Parts of the exercise |
A – In the microbolometer equations excerpt, what does β stand for?
B – Continue the microbolometer equations excerpt from the point where it ends.

Source extract |

From Equation (6), the $C_{\mathrm{tot}}$ could be expanded as Equation (7).

$$C_{\mathrm{tot}}=V_{{\mathrm{Si}}_3{\mathrm{N}}_4}\times c_{{\mathrm{Si}}_3{\mathrm{N}}_4}\times {\rho }_{{\mathrm{Si}}_3{\mathrm{N}}_4}+V_{{\mathrm{SiO}}_2}\times c_{{\mathrm{SiO}}_2}\times {\rho }_{{\mathrm{SiO}}_2}+V_{{\mathrm{VO}}_{\mathrm{x}}}\times c_{{\mathrm{VO}}_{\mathrm{x}}}\times {\rho }_{{\mathrm{VO}}_{\mathrm{x}}}$$

(7)

It is total thermal capacitance defined intuitively as Equation (8).

$$C_{\mathrm{tot}}=C_{\mathrm{th}-{\mathrm{Si}}_3{\mathrm{N}}_4}+C_{\mathrm{th}-{\mathrm{SiO}}_2}+C_{\mathrm{th}-{\mathrm{VO}}_{\mathrm{x}}}$$

(8)

The thermal response time-constant ($\tau$) is termed as Equation (9).

$$\tau =\frac{C}{G}$$

(9)

Finally, Equation (2) to Equation (8) are substituted into Equation (10), then responsivity of microbolometer structure could be calculated.

$$R_{\mathrm{espon}}=\frac{\mathrm{TCR}\times \beta \times {ϵ}_{8-14}\times R_{\mathrm{eff}}\times I_{\mathrm{bias}}}{G_{\mathrm{tot}}\times \sqrt{1+\left({\omega }^2\times {\tau }^2\right)}}$$

(10)

where $\beta$, ${ϵ}_{8-14}$, $R_{\mathrm{eff}}$, I_bias, $\omega$, and TCR (also written as $\propto$) are fill-factor of pixel, absorbent ratio upon the infrared wavelength range of 8–14 μm, thermally effective resistance for the microbolometer, bias current into the two-terminal metal contacts, the modulated frequency and temperature coefficient of resistance, respectively. Furthermore, the temperature-dependent resistance is expressed as Equation (11):

$$\mathrm{R}\left(\mathrm{T}\right)=\mathrm{R}\left({\mathrm{T}}_0\right){\mathrm{e}}^{-\propto \left(\frac{{\mathrm{T}}_0}{\mathrm{T}}\right)\left(\mathrm{T}-{\mathrm{T}}_0\right)}$$

(11)

where T₀ and T are initial ambient and thermal activated temperatures, respectively. In addition, effective thermal resistance is written as Equation (12), whereas the thermal bias current is defined as Equation (13)

$$R_{eff}=\frac{R_{bol}\times R_{ROIC}}{R_{bol}+R_{ROIC}}$$

(12)

$$I_{\mathrm{bias}}=\frac{U_{\mathrm{bias}}}{R_{\mathrm{bol}}}$$

(13)

while the temperature changes of microbolometer under the blackbody radiation ΔT, which is calculated as Equation (14)

$$\Delta \mathrm{T}=\frac{R_{\mathrm{bol}}\times U_{\mathrm{bias}}{}^2}{{\left(R_{\mathrm{ROIC}}+R_{\mathrm{bol}}\right)}^2\times G}(1-e^{-\left((\frac{tr\times G}{C})\right)})$$

(14)

Image entries on named regions |

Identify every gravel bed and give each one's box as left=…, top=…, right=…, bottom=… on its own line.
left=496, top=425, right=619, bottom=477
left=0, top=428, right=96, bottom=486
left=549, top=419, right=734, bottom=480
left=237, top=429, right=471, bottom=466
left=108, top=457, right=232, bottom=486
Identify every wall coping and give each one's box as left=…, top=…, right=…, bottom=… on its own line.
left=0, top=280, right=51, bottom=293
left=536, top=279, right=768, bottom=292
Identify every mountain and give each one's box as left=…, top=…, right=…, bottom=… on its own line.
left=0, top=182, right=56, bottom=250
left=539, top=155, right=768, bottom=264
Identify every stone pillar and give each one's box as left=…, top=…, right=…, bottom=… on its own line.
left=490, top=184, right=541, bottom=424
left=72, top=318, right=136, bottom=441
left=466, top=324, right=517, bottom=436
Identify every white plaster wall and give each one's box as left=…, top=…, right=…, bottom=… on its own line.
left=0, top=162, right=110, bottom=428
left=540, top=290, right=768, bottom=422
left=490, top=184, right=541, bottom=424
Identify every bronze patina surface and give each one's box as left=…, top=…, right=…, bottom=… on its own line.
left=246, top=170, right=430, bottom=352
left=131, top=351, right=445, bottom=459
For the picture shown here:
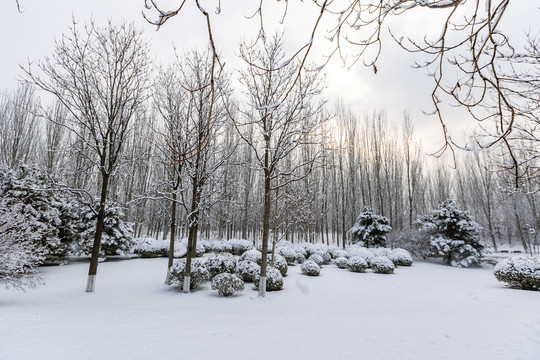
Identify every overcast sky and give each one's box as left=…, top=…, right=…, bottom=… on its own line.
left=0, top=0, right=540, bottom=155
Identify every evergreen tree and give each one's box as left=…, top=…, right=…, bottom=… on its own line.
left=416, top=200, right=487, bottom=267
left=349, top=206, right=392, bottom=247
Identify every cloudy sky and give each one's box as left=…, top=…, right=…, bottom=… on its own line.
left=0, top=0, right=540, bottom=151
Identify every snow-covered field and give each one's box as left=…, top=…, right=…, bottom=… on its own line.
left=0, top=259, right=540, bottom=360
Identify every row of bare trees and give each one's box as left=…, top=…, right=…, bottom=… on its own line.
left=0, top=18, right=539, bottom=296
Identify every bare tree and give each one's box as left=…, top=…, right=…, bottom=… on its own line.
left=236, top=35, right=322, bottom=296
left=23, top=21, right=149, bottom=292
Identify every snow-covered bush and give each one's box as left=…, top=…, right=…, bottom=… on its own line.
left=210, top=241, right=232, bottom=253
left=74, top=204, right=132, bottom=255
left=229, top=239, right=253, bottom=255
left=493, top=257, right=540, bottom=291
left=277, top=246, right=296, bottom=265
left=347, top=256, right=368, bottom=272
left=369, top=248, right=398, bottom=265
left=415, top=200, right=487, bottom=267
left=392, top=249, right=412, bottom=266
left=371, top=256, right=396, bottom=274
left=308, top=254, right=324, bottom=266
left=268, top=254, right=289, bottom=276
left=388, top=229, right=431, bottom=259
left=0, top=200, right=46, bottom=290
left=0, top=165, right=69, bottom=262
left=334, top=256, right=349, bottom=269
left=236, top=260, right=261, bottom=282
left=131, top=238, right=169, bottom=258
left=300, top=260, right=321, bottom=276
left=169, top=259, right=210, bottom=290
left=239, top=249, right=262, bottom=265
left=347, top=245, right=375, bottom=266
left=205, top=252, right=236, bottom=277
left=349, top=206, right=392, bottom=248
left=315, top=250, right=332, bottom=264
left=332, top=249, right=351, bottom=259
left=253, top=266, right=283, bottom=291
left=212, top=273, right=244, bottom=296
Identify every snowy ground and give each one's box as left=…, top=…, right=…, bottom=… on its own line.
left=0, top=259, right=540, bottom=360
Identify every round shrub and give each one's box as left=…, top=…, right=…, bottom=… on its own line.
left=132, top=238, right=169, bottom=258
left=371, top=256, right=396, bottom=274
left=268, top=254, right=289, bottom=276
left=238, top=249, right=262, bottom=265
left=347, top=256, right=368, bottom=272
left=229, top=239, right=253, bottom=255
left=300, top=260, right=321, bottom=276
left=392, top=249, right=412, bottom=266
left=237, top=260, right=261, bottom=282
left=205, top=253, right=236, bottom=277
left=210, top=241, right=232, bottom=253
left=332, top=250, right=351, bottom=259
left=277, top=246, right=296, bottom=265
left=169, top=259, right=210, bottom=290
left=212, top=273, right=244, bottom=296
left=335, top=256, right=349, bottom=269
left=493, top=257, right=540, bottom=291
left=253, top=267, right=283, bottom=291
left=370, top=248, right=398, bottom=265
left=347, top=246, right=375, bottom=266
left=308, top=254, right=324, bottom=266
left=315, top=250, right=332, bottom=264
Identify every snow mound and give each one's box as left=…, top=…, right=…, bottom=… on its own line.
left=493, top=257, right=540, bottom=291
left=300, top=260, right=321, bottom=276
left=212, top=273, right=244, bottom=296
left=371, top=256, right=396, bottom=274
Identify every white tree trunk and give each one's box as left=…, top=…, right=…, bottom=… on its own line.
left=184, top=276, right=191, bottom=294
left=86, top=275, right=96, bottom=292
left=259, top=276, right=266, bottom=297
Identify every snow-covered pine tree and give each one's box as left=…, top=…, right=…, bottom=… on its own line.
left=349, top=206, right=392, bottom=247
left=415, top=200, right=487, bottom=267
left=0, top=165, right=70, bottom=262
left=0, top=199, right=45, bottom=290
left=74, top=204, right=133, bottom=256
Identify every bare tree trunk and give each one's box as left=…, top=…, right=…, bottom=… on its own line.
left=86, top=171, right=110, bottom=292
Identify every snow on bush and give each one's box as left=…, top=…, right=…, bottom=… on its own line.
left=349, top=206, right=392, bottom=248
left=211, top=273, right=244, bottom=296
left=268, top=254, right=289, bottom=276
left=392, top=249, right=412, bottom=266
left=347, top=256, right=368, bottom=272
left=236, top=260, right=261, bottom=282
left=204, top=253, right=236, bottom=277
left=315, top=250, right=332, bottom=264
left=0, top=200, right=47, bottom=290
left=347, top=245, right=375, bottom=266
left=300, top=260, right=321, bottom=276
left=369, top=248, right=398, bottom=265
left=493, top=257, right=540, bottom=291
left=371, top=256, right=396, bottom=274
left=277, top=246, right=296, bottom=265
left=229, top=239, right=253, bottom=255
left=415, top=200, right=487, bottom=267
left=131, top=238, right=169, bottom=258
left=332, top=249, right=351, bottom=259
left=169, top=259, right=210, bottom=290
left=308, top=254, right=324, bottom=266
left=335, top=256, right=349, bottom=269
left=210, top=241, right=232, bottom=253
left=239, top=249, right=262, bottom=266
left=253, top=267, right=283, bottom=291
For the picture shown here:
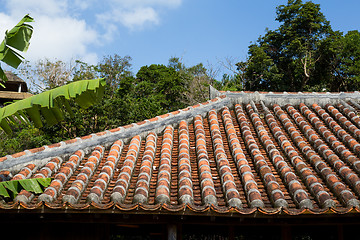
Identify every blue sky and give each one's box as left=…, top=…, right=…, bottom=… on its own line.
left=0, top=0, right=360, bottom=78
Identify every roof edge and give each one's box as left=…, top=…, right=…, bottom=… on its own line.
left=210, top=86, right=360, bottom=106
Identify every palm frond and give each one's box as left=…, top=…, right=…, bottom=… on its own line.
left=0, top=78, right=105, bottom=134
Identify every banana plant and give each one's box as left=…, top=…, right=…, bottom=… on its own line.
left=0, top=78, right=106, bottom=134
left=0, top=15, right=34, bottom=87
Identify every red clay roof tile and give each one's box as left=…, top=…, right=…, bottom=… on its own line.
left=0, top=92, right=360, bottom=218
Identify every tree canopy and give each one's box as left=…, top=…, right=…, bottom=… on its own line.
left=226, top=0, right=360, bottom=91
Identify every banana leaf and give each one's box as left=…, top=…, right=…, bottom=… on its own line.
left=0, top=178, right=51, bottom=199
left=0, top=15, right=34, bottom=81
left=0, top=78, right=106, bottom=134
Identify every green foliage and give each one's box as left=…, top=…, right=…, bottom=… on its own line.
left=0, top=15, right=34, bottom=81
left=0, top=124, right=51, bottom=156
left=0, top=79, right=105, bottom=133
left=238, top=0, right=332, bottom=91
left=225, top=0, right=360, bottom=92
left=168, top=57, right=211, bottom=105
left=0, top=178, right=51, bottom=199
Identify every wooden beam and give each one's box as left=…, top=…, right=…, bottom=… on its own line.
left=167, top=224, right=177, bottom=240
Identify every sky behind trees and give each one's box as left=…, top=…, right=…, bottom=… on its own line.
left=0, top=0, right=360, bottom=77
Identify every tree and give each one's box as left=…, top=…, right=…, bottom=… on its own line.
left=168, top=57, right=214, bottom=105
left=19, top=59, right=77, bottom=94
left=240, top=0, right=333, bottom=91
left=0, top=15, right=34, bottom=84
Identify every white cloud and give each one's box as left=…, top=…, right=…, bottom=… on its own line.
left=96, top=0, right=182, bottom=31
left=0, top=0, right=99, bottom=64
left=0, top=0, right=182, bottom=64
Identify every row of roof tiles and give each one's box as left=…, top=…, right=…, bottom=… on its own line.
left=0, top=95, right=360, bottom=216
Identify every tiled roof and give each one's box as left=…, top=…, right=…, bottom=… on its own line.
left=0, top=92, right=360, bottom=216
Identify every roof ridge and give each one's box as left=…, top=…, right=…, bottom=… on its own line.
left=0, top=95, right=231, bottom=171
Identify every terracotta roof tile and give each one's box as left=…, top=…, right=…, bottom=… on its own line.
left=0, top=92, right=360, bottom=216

Answers |
A – The fill-factor of the pixel.

B –
where R_bol, R_ROIC, U_bias and t_r are resistance of microbolometer and ROIC, bias voltage upon the device and integrated time for the microbolometer.

3. Microbolometer Modeling and Experimental Setup

The experimental design is divided into three parts including the establishment of physical 2D, 3D microbolometer structure and measuring setup, thermal modeling of microbolometer under standard blackbody radiation, the measurement of optoelectronic parameters for being suitable with the proposed model. In Section 3.1, the four kinds of the geometric structure and their features are proposed for the performance assessment; the device modeling and the simulating process are shown in Section 3.2; the experiment setup with using thermo radiated blackbody on the four kinds of microbolometer structure is illustrated in Section 3.3.

3.1. Device Structures with 4 Kinds of 35 μm-Pixel Pitch

For the purpose of the optimization of optoelectronic features, the four kinds of microbolometer structures are designed, shown in

Table 2. The significant differences in specifications of design 0 to 3 device structure for microbolometers.

Parameter	Design 0 (D0)	Design1 (D1)	Design 2 (D2)	Design 3 (D3)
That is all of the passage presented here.